■ Data extract ■
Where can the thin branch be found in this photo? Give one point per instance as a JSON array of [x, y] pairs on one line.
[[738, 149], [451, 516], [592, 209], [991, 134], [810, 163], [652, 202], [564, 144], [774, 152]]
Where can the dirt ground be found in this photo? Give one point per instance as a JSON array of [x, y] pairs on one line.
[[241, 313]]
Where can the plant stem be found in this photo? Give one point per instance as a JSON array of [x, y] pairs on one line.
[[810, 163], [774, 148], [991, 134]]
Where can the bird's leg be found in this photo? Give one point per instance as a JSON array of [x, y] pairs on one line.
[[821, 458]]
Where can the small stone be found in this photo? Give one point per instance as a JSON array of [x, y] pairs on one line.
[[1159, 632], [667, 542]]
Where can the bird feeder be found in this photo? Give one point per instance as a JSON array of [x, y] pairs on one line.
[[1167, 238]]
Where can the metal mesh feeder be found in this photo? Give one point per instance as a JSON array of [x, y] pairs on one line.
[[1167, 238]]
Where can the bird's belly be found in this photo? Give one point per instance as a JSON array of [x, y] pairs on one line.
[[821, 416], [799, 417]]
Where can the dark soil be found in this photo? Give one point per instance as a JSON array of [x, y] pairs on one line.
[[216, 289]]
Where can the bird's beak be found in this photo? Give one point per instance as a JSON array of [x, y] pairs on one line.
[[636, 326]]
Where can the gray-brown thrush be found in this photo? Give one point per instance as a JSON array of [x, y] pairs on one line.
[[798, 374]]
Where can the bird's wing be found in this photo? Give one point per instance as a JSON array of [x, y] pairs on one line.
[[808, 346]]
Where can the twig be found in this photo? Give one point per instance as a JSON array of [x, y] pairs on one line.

■ Instruction ■
Rewrite everything from the line containing "Where can the dirt" down through the last of the entries, both ends included, keeping the requests unchanged. In the answers, multiply every coordinate by 2.15 and round to the nearest whole number, with halves rounded up.

■ Output for this exercise ■
Where can the dirt ground be found in this photo? Give one point per instance as a JSON array of [x, y] pairs on one line.
[[518, 673]]
Where can the plant stem be found in this photo? Give one point per instance as a JSON array of [x, y] pairs on one line.
[[1742, 350], [1664, 318], [2131, 288]]
Where can the bird's leg be found in this photo? Give one point per instance as a JSON array of [x, y] pairs on one line.
[[1765, 985]]
Where can the small stone be found in this photo? Give one point per instance as a JSON array of [x, y] pairs on one line.
[[2492, 1359], [1434, 1165]]
Where can the bird feeder be found in this photo? Give one point per instance as a JSON array of [x, y] pairs on one line.
[[2509, 512]]
Where can the metal mesh feeder be found in this photo? Give one point per instance as a JSON array of [x, y] pairs on one line.
[[2509, 512]]
Where can the bird's belly be found in this photo? Give one point per instance as a JSON array of [x, y] pairs on one line.
[[1765, 894], [1718, 897]]
Where can the dark soil be found in this photo? Give one point per instance as a JSON array of [x, y] pairs on one line.
[[464, 621]]
Where can the bird's beak be found in this photo? Give one point per instance as a JSON array of [x, y] pairs on one line.
[[1367, 701]]
Where can the gray-brown thrush be found in this photo? Give one point per instance as a JSON array of [x, y] pairs on one line.
[[1716, 804]]
Where can the bird's wing be found in this photo? Give one point per instance as a JSON array of [x, y] pairs on one line.
[[1737, 744]]
Where can the twig be found in this photo? Give one point per instance as a JSON array of [x, y] pairs on one line.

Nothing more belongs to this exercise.